• _How to complete this task_:
Where a line looks odd, keep it as it is and transcribe all the material.
Provided records below:
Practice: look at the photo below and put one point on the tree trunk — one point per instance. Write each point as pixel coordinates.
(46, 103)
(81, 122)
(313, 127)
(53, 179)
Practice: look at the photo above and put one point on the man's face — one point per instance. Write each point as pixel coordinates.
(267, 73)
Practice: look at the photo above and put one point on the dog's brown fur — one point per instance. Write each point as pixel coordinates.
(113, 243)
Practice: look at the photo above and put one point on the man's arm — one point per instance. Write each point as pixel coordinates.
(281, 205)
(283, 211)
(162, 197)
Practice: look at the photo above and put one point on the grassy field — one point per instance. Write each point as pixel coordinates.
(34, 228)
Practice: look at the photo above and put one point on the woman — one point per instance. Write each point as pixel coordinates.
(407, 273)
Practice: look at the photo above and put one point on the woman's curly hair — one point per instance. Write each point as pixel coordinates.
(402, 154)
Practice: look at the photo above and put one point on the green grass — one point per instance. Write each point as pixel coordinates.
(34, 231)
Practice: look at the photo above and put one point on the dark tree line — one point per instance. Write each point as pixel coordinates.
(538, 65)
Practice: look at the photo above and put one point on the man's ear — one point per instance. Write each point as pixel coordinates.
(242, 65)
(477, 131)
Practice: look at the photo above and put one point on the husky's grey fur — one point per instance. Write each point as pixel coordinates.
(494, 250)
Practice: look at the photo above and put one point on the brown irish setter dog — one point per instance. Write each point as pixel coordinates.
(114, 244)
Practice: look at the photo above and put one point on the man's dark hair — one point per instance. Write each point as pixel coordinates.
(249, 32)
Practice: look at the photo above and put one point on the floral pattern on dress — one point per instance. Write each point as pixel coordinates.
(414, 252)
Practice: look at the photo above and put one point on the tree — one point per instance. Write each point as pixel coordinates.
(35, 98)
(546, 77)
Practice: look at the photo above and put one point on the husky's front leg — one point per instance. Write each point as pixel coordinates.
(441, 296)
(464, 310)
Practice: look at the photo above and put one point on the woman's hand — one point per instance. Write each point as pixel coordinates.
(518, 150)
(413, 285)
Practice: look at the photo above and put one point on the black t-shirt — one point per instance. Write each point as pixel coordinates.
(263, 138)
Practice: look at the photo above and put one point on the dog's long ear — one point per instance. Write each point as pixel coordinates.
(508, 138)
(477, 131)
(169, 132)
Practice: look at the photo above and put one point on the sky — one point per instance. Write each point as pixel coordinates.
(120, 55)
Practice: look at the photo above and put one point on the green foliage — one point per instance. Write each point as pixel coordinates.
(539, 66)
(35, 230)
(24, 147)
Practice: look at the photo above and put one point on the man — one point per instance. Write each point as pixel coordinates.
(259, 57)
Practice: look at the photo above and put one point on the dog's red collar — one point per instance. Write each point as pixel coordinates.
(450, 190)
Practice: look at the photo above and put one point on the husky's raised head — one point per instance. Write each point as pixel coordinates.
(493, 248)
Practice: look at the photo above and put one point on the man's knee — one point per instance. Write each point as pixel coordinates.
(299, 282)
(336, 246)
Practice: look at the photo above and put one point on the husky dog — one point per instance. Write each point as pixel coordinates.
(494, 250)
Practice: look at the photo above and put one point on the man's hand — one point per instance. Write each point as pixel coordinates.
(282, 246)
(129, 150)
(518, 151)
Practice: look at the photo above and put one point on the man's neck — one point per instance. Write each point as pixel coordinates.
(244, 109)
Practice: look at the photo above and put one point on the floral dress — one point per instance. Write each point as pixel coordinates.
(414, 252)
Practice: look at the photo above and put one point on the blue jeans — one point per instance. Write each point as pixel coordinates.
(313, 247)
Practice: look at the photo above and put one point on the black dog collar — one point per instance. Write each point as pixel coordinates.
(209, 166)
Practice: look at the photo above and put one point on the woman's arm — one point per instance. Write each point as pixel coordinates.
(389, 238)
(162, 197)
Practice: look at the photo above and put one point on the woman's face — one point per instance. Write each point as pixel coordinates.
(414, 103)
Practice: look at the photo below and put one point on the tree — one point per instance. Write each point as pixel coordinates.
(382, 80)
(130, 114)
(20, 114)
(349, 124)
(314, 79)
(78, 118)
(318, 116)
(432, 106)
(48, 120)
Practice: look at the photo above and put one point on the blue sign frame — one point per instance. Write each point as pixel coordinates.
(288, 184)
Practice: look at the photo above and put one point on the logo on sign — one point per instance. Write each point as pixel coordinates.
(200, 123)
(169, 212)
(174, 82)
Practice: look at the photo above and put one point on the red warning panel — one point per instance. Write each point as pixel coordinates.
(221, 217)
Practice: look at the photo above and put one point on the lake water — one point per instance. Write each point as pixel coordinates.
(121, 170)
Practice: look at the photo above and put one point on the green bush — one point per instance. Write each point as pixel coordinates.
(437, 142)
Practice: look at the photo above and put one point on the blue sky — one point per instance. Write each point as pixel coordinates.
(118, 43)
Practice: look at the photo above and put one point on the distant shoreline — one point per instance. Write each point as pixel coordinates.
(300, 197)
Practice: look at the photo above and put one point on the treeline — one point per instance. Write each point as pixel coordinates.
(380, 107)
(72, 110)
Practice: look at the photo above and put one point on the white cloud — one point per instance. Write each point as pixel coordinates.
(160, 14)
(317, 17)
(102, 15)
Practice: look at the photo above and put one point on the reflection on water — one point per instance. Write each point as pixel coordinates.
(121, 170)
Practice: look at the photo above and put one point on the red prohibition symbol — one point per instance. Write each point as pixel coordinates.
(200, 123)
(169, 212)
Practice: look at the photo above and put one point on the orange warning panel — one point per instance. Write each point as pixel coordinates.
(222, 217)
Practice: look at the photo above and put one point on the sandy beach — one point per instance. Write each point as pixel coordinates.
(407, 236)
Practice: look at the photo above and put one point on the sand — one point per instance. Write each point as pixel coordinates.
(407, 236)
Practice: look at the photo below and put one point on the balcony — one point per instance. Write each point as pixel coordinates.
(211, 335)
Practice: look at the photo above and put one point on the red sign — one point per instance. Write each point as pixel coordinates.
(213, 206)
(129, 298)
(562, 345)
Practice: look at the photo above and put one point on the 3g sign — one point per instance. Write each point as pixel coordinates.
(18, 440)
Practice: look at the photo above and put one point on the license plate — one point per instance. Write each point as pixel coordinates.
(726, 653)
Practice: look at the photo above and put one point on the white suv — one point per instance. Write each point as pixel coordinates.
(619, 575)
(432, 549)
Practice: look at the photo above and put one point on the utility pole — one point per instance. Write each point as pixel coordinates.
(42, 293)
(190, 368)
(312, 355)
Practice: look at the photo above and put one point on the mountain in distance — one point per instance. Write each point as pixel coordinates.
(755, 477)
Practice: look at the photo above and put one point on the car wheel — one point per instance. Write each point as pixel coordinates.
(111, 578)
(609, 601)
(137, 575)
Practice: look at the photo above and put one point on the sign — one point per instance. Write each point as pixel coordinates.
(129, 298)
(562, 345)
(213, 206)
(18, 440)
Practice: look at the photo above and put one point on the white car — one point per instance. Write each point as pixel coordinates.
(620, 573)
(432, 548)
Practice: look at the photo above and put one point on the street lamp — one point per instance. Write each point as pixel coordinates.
End of Provided records.
• _Task result_:
Practice: look at the photo below and put one point on the tree trunk — one point per instance. Write each point as pixel coordinates.
(46, 103)
(81, 122)
(313, 127)
(53, 179)
Practice: look at the photo above and put one point on the man's face — one point per instance. Write each point as pixel coordinates.
(267, 73)
Practice: look at the photo above and put one point on the dog's brown fur — one point per instance. Write each point as pixel coordinates.
(113, 243)
Practice: look at the photo above and put one point on the man's arm — one point per instance. Write each point as pixel coordinates.
(281, 205)
(283, 211)
(162, 197)
Practice: look at the photo above and put one point on the grassy field — one point per instance. Write each point as pixel coordinates.
(34, 228)
Practice: look at the photo above and put one point on the woman — one point per instance. Write each point as pixel coordinates.
(407, 273)
Practice: look at the photo above and put one point on the woman's curly hair — one point per instance. Write each point as pixel coordinates.
(402, 154)
Practice: look at the photo above and put one point on the green grass — one point per instance. Write each point as pixel coordinates.
(34, 231)
Practice: look at the photo above and put one point on the dark tree line — one point per instance. Write each point as pixel coordinates.
(538, 65)
Practice: look at the photo above and put one point on the man's ear — one point per instance. Write each point as pixel coordinates.
(242, 65)
(477, 131)
Practice: look at the photo above and put one point on the husky's grey fur — one point per instance. Write each point as pixel coordinates.
(494, 250)
Practice: look at the photo above and put one point on the brown irish setter dog — one point per instance. Write each point as pixel coordinates.
(114, 244)
Practice: look at the photo above and put one point on the man's dark hair — one point per instance. Write each point as pixel coordinates.
(249, 32)
Practice: look at the photo above and put one point on the floral pattern on dress — one point per instance. Write each point as pixel coordinates.
(414, 252)
Practice: look at the photo above and put one point on the tree — one point per instance. Write each point as pixel coordinates.
(35, 98)
(546, 77)
Practice: look at the photo above and put one point on the husky's front leg — one point per instance. Write each point as pixel coordinates.
(441, 296)
(464, 310)
Practice: look at the photo above and put one point on the woman's hand — one point per instance. Write each point as pixel coordinates.
(518, 150)
(413, 285)
Practice: look at the photo above and put one point on the black t-shirt — one point per instance. Write each point as pixel coordinates.
(263, 138)
Practice: look at the photo above and put one point on the dog's long ear — one point per instance. Write each point as pixel coordinates.
(508, 138)
(477, 131)
(169, 132)
Practice: look at the photo above and put one point on the sky — one point per instance. Write each point as pixel coordinates.
(120, 55)
Practice: look at the photo above and put one point on the green foliage — one point per instance. Write each point as pixel coordinates.
(539, 66)
(35, 230)
(24, 147)
Practice: look at the photo above and put one point on the man — one point per instance. Write each point as pixel coordinates.
(259, 57)
Practice: look at the photo above and put one point on the dog's red collar — one point per instance. Write each point as pixel coordinates.
(450, 190)
Practice: look at the photo above and put one point on the husky's raised head — one point per instance. Write each point as pixel coordinates.
(493, 248)
Practice: look at the photo above and put one point on the man's knee — one point per instance. Write each point as pixel coordinates.
(299, 282)
(336, 246)
Practice: look at the photo above and put one point on the husky dog — one point per instance. Write each point as pixel coordinates.
(494, 250)
Practice: look at the photo above and put one point on the man's hand — one point per instance. Write each point as pixel coordinates.
(282, 246)
(129, 150)
(518, 151)
Practice: look at the photo above and put one point on the man's neck — one point per instance. Write each point as pixel coordinates.
(244, 109)
Practice: look at the photo above and put one point on the floral dress — one point per instance. Write each point as pixel coordinates.
(414, 252)
Practice: look at the photo above and put one point on the blue jeans — one point per instance. Write each point as pixel coordinates.
(313, 247)
Practice: look at the photo above and put one point on the black dog collar — one point per instance. Write each point as pixel coordinates.
(209, 166)
Practice: look at the photo above and put one point on the woman's arm — one point per instance. Write each point as pixel coordinates.
(389, 238)
(162, 197)
Practice: look at the photo above and put one point on the woman's face — one point per instance. Write each point as pixel coordinates.
(414, 103)
Practice: look at the photo below and put one point on the tree — one point per instance. Write each point as pixel coordinates.
(382, 80)
(130, 114)
(20, 114)
(349, 124)
(314, 79)
(78, 118)
(318, 116)
(432, 106)
(48, 120)
Practice: look at the photo above and put one point on the blue sign frame — one point per instance. Write each point as pixel coordinates.
(288, 184)
Practice: look at the photo above and put one point on the logo on sign — one point per instance. Write each point as pixel coordinates.
(200, 123)
(169, 212)
(174, 82)
Practice: look at the photo above and put one point on the red warning panel — one point per instance. Write each point as pixel coordinates.
(221, 217)
Practice: look at the photo above and put one point on the lake water — one point per instance. Write each point as pixel coordinates.
(121, 170)
Practice: look at the photo above and put one point on the green bush — one point per instance. Write each point as pixel coordinates.
(437, 142)
Practice: look at the photo above and put one point on the blue sky — one point per instance. Write each point as pixel coordinates.
(118, 43)
Practice: look at the photo above and put one point on the distant shoreline — one point per instance. Write each point as pixel coordinates.
(300, 197)
Practice: look at the photo above and put one point on the treeline — one point per instance. Write each point as pixel coordinates.
(380, 107)
(72, 110)
Practice: look at the photo above and put one point on the white cloud — one point per instance. Write each point as pixel coordinates.
(160, 14)
(317, 17)
(102, 15)
Practice: look at the photo above and put one point on the reflection on water — one point per instance. Write each point as pixel coordinates.
(121, 170)
Practice: look at the photo above and put one point on the red prohibition symbol — one point per instance. Write each point as pixel coordinates.
(200, 123)
(169, 212)
Practice: look at the photo above and put one point on the orange warning panel — one point per instance. Write each point as pixel coordinates.
(222, 217)
Practice: look at the photo above and put one point on the sandy beach — one point per instance. Write each point as pixel coordinates.
(407, 236)
Practice: look at the photo above and put one point on the sand — one point per instance. Write each point as pixel coordinates.
(407, 236)
Practice: look at the photo below and put one point on the balcony — one point per instance. Write each point as pixel coordinates.
(211, 335)
Practice: look at the photo above and put one point on the red sign — one point per instance. Write each point as pixel coordinates.
(213, 206)
(129, 298)
(562, 345)
Practice: look at the photo above and put one point on the 3g sign — one point per instance. Write each point as pixel coordinates.
(18, 440)
Practice: look at the photo above and put one point on the license plate — one point per instance. Write each point as pixel coordinates.
(726, 653)
Practice: look at the photo above and put one point on the white suv — one point per instance. Write each point as pixel coordinates.
(619, 575)
(432, 549)
Practice: look at the photo above and put one point on the utility pole — one point per instance. Write each point as pixel coordinates.
(42, 293)
(190, 368)
(312, 355)
Practice: look at the photo above and put one point on the mountain in distance — one point per instance. Write each point as pixel coordinates.
(755, 477)
Practice: look at the photo above and put one point on the car wheel — one point per instance. Write each point as pixel coordinates.
(111, 578)
(609, 601)
(137, 575)
Practice: look at the photo above and put one point on the sign — one point per instance. Write each point as pixel coordinates.
(129, 298)
(562, 345)
(213, 206)
(18, 440)
Practice: look at the photo above and put one point on the white car — one point per instance. Write each point as pixel coordinates.
(620, 573)
(432, 548)
Practice: look at the photo above and put one point on the street lamp — one point per instance. Write each point as pixel coordinates.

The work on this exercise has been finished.